はじめに
建設業における見積や原価管理は、工事の粗利を左右する非常に重要な作業です。しかし、粗利最大化のためには、費用の構成要素と計算方法をしっかりと理解しておく必要があります。その中でも「材工(ざいこう)」と「手間(てま)」は、非常に重要な考え方です。
この2つを混同してしまうと、最終的な工事費用が予定より大幅にオーバーしてしまったり、元請会社と協力会社のトラブル発生に繋がってしまったりする可能性があります。
この記事では、「材工」と「手間」の基本的な理解を深め、さらにこれらを管理する上で注意すべきポイントを紹介します。実務に即した知識を得ることで、工事会社の経営管理がより効率的になることを目指します。
目次
「材工」とは?
「材工(ざいこう)」は、建設工事における基本的な費用項目であり、非常に重要な部分を占めています。材工とは、建設現場で必要な材料費と、それを施工するために必要な労務費を合わせたコストを指します。

-----

課題:
本文によると、「材工」とは何と何を合わせたコストですか。 このデータは、本文とは別の出典から取られたものです。

(物体位置アノテーションデータ)
-----

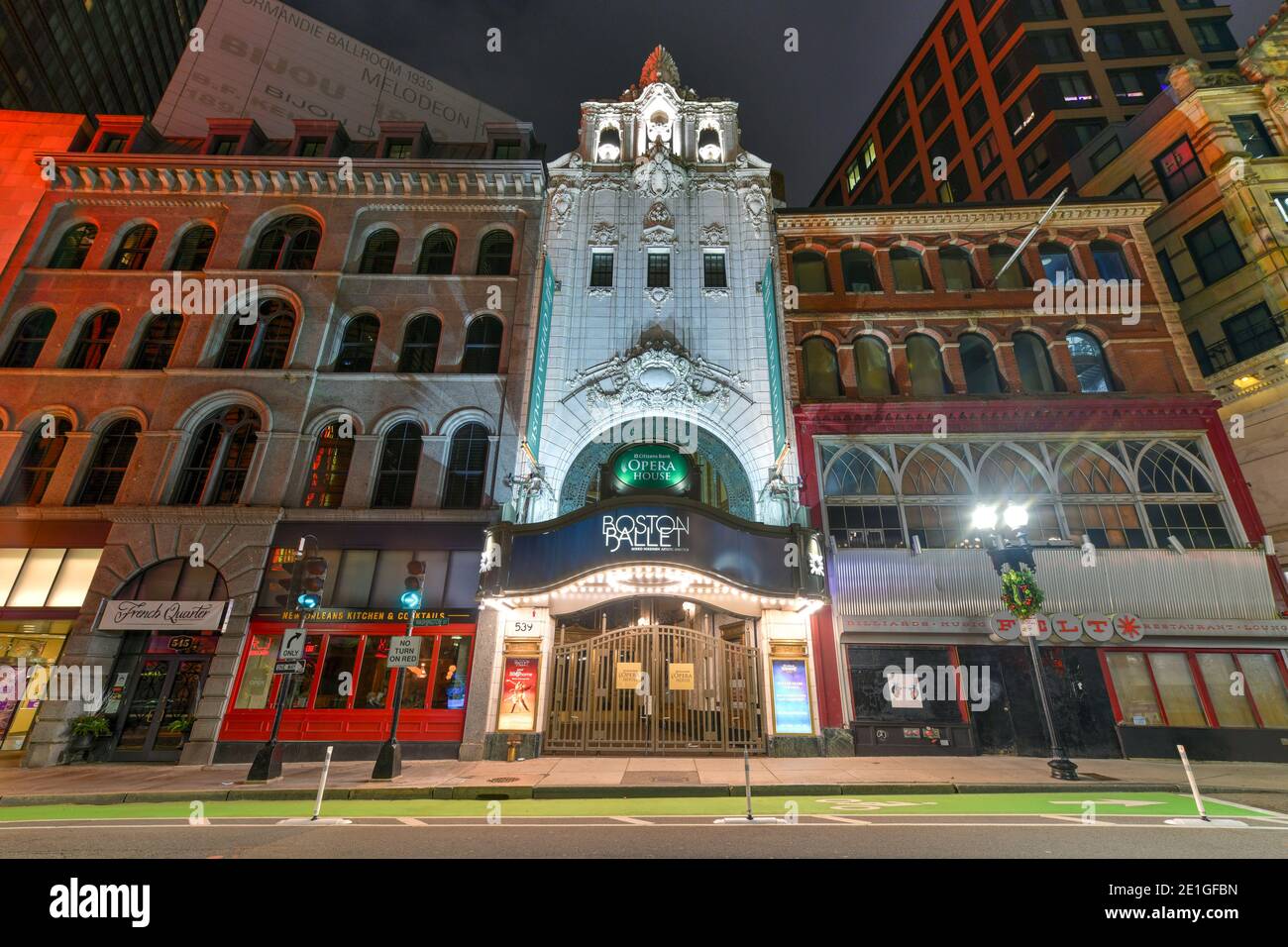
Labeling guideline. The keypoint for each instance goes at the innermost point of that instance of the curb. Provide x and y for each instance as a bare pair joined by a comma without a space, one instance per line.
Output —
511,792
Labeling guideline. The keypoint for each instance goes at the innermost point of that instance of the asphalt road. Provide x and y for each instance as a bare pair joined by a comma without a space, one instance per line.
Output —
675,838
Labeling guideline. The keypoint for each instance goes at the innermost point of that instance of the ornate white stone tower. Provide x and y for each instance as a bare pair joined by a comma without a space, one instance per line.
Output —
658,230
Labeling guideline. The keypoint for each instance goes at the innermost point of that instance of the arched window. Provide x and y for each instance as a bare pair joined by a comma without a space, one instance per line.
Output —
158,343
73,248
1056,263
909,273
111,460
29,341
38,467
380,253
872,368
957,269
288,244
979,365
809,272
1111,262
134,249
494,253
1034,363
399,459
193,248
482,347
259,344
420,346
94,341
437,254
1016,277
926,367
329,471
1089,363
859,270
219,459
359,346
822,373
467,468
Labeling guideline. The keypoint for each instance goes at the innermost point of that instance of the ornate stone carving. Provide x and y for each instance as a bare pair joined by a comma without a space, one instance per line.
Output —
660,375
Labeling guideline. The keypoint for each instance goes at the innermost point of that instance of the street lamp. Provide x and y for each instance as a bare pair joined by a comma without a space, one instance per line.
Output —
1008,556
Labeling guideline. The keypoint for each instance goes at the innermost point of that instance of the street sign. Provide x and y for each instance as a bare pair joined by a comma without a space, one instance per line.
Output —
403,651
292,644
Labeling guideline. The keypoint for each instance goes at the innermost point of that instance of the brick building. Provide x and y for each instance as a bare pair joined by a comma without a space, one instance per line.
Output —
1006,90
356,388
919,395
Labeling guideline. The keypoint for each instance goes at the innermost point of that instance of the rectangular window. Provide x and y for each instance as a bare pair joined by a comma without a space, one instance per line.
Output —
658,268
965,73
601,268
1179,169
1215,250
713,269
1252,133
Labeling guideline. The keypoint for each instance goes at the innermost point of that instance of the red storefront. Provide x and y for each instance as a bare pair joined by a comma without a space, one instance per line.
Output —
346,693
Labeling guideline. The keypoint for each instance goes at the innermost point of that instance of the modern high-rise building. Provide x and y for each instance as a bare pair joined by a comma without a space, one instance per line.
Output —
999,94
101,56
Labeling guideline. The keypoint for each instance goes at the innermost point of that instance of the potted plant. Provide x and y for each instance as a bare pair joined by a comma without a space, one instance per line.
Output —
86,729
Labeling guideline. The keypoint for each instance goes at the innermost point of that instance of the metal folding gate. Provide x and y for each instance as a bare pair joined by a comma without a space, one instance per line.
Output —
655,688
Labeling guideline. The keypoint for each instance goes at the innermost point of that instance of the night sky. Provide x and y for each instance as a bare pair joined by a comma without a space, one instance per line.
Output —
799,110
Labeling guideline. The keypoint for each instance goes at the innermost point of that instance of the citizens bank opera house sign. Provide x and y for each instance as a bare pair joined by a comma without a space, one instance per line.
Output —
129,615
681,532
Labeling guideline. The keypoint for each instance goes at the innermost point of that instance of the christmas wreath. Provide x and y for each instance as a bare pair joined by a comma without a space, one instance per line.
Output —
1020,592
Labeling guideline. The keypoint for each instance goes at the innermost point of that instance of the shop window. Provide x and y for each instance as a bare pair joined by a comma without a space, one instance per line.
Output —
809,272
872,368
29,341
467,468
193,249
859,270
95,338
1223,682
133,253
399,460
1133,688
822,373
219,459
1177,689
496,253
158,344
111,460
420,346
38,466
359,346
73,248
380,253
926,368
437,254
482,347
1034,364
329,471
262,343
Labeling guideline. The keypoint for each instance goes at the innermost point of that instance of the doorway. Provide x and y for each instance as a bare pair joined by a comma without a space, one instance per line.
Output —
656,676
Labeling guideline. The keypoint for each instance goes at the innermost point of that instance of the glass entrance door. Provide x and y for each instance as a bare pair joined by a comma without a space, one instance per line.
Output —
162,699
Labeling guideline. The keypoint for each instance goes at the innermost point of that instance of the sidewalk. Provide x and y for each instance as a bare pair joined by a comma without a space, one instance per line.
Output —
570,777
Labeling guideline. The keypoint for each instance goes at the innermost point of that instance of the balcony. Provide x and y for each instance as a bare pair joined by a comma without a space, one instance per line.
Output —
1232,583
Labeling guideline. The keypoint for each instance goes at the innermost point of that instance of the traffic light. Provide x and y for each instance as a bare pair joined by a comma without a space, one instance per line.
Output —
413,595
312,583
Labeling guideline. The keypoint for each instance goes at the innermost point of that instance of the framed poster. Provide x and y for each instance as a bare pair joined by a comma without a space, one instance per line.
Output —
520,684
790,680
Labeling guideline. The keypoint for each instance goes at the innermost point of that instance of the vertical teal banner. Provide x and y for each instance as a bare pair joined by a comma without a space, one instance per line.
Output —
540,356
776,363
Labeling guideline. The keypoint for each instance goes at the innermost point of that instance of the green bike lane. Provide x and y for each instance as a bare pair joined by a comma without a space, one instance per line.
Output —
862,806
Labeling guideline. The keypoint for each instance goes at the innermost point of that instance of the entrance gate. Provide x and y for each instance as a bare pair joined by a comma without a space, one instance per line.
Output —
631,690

-----

解答:
建設現場で必要な材料費と、それを施工するために必要な労務費を合わせたコストです。